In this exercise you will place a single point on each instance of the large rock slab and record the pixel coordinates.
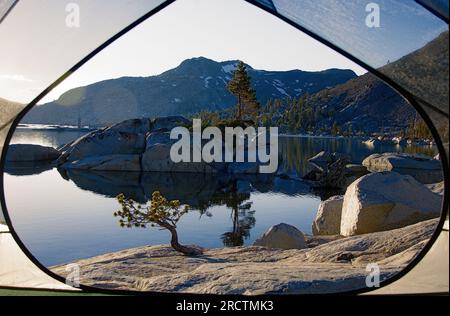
(386, 200)
(328, 217)
(28, 153)
(392, 161)
(282, 236)
(257, 270)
------------
What to do:
Could you give the listing again exactly, minus its pictures?

Output for this task:
In this exercise you will place a single point on each instance of the large rock slab and record the pixel coordinates.
(386, 200)
(328, 217)
(28, 153)
(392, 161)
(282, 236)
(257, 270)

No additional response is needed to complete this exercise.